## Given request:
Please write out the material again with "marker" swapped for "dot" and everything else left as it is, omitting the pictures.

## Dataset excerpts:
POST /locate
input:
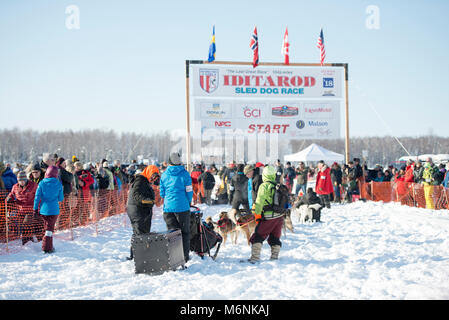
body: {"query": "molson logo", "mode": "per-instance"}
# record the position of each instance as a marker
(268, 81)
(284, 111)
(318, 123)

## Task response:
POST /locate
input:
body: {"query": "molson logo", "mode": "per-instance"}
# record the position of each instance as a dot
(268, 81)
(284, 111)
(318, 123)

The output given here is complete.